SUPPLIED PASSAGE
[Start of section]
There are three ways to start the .TypeXML file Editor:
1. Create a new .TypeXML file using TIMi and open it directly after creation (this is normally what you just did)
2. Click the button inside the main menu of TIMi.
3. Double-click on a “*.TypeXML” file inside a “file explorer” window.
Using the Type Var Editor you can specify the type of each column of the dataset. There are basically five types of columns:
a.Value type. Examples are: Age, Size, Cost, Price,…
This type of column can only contain numbers and exhibits an ordering property. For example, a six-year old boy is younger than a twelve-year old boy and a twelve-year old boy is younger than an eighteen-year old boy. There is an order. So a column containing the age of a person should be of type “value”. On the contrary, a column containing the zip code of the house of a person should be of type “nominal” because the zip code 1050 is NOT smaller or bigger than the zip code 1210. There is no order inside the zip code.
b.Binary type. Examples are: isMale, isForeigner,…
This type of column can only contain a “true/false”, “yes/no” semantic. These columns contain only two modalities (T/F) or three modalities (T/F/missing).
c.Nominal type. Examples are CarLabel, Region,…
This type of column contains anything that is not “value type” or “binary type”.
d.Target type. What is the “target column”?
This is type of column is only useful with doing “predictive” analysis. Since we are performing a “Segmentation” analysis, we won’t have any column of this type.
e.Key type. What is the “primary key column”?
We will to set to the “nominal” type all the columns that contain “code”:
1. Enter “*code*” inside the Filter 1.
2. Click the button and then the button.
See illustration below:
This manipulation HAS BEEN performed in the rest of this document.
You must define the column that contains the primary key. In our example the primary key is the column “Key”. See illustration:
We do NOT have to define the column containing the target. For a segmentation analysis, there is no target.
The other parameters available inside the .TypeXML File editor are not important at this time. You can leave them at their default value.
Click on the “Analysis” tab and then on the button. When the univariate analysis is complete, you obtain a “.DescXML file”. You can use this new “.DescXML file” to start a new segmentation analysis: Click the button:
The main window of StarDust appears:
This first screen allows you to:
1.Select the columns that will be loaded into memory for analysis. Usually, you load everything. For very large database of several tens of gigabytes, you could “skip” some columns to gain time and memory.
[End of section]
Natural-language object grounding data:
[Start of section]
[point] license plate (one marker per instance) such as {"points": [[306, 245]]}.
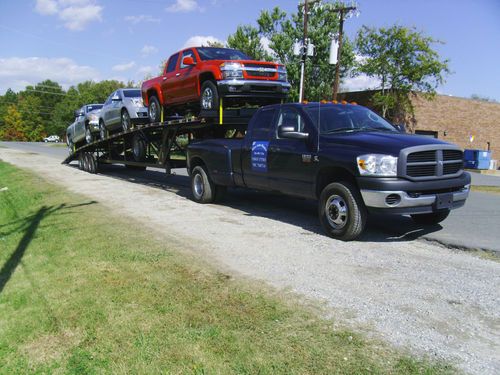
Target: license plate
{"points": [[444, 201]]}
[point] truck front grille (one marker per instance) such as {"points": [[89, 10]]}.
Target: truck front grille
{"points": [[434, 163]]}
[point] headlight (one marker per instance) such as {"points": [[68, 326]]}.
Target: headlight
{"points": [[137, 102], [377, 165], [231, 70], [282, 76]]}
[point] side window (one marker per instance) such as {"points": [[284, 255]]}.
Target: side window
{"points": [[189, 52], [289, 117], [172, 63], [263, 123]]}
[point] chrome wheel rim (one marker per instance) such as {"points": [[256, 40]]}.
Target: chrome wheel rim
{"points": [[125, 121], [207, 98], [198, 187], [88, 135], [336, 212], [153, 111]]}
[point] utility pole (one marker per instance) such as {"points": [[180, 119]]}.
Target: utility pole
{"points": [[343, 11], [304, 49]]}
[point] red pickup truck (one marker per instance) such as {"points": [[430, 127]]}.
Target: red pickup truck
{"points": [[196, 78]]}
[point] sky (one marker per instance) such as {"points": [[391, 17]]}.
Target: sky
{"points": [[70, 41]]}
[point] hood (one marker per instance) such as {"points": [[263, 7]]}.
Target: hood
{"points": [[380, 142]]}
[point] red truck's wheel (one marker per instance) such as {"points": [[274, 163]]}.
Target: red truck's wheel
{"points": [[209, 99], [154, 109]]}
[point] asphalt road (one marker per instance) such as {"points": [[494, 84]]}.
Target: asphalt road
{"points": [[475, 226]]}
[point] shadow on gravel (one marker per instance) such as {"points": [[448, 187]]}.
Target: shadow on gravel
{"points": [[295, 211]]}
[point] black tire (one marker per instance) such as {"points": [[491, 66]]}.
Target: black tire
[End of section]
EXERCISE
Reproduce word for word the part of the TypeXML guide that opens with the words containing "This is type" and closes with "then the button.". These records have no connection to the TypeXML guide.

EXERCISE OUTPUT
This is type of column is only useful with doing “predictive” analysis. Since we are performing a “Segmentation” analysis, we won’t have any column of this type.
e.Key type. What is the “primary key column”?
We will to set to the “nominal” type all the columns that contain “code”:
1. Enter “*code*” inside the Filter 1.
2. Click the button and then the button.